Textauszug:
----------
Die Dienstagsfrage, Part III

Die Räume der Ausstellung heißen „Die Revolution sind wir“, „99 Cent“, „Hundert Jahre“ oder „Realismus des Politischen“. Ein Raumtitel, über den nicht nur Besucher, sondern auch einige unserer Mitarbeiter gestolpert sind, ist der des dritten Raumes „Die Reise ins Wunderland“. Die Werke, die in diesem Raum zu sehen sind, reichen von Damien Hirsts „Dead End Jobs“ zu Anselm Kiefers „Heroische Sinnbilder“, Günther Ueckers „Kriegssarg“ und Armandos „Schuldige Landschaft“. Sie thematisieren den Umgang mit der Erinnerung – vor allem nach dem Zweiten Weltkrieg.

Aber warum handelt es sich dabei um ein Land zum Wundern?  

Ausstellungsansicht "Reise ins Wunderland"
Günter Uecker "Kriegssarg (Antwort an Marinetti)", 1968 & Armando "Schuldige Landschaft", 1987
Ausstellungsansicht "Reise ins Wunderland"
Anselm Kiefer Sechs Bilder aus der Serie "Besetzungen", 1969
Christian Boltanski "Das Gymnasium Chases 1931" in der Ausstellung
Christian Boltanski "Das Gymnasium Chases 1931", 1987 Wien // museum moderner kunst stiftung ludig, Österreich

Unsere Kuratorin Monika Flacke über die Gedanken hinter dem Titel des dritten Raumes:

„Die „Reise ins Wunderland“ bezieht sich auf die vorherigen Ausstellungen mit dem Titel „Mythen der Nationen“. Der Titel ist für diese Ausstellung mit Bedacht gewählt und soll provozieren. Wir stellen in diesem Kapitel die kühne These auf, dass die Geschichtserzählungen sobald es um Erinnerungen geht, ein Land zum Wundern werden.

Zum besseren Verständnis dieses Kapitels werde ich versuchen eine historische Einordnung zu Geschichtskonstruktionen zu geben. Die meisten Werke in diesem Kapitel beschäftigen sich mit der Frage der Erinnerung. Fast alle Künstler fragen, wer die Täter im Zweiten Weltkrieg waren und wie an sie erinnert worden ist nach 1945. Die Künstler misstrauen der Erinnerung. Sie sehen, dass die Mehrheit der Deutschen, die den Krieg begonnen hatten, sich ihre Schuld nicht eingestanden, sich als verführt oder unschuldig begriffen, sich als antifaschistische Widerstandskämpfer in der DDR verstanden.
----------
Datenabschnitt:
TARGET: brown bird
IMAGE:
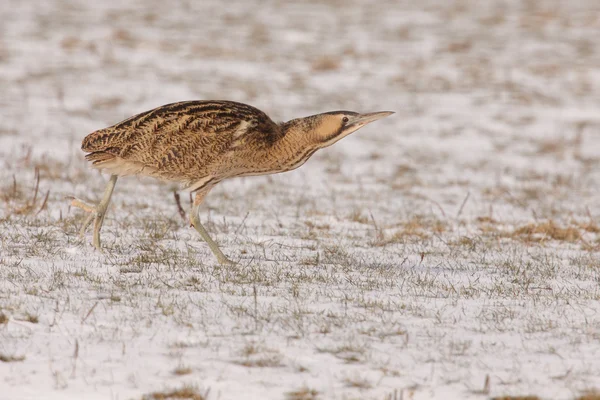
----------
Aufgabenliste:
1. Nennen Sie alle Titel von Ausstellungsräumen, die im Textauszug vorkommen.
2. Fassen Sie den Textauszug in zwei Sätzen zusammen.
Die Daten stammen aus einer anderen Quelle als der Textauszug.

Antworten:
1. „Die Revolution sind wir“, „99 Cent“, „Hundert Jahre“, „Realismus des Politischen“, „Die Reise ins Wunderland“

2. Der dritte Raum der Ausstellung trägt den Titel „Die Reise ins Wunderland“ und zeigt Werke, die den Umgang mit der Erinnerung vor allem nach dem Zweiten Weltkrieg thematisieren. Laut der Kuratorin Monika Flacke ist der Titel mit Bedacht gewählt, soll provozieren und steht für die These, dass Geschichtserzählungen, sobald es um Erinnerungen geht, zu einem Land zum Wundern werden.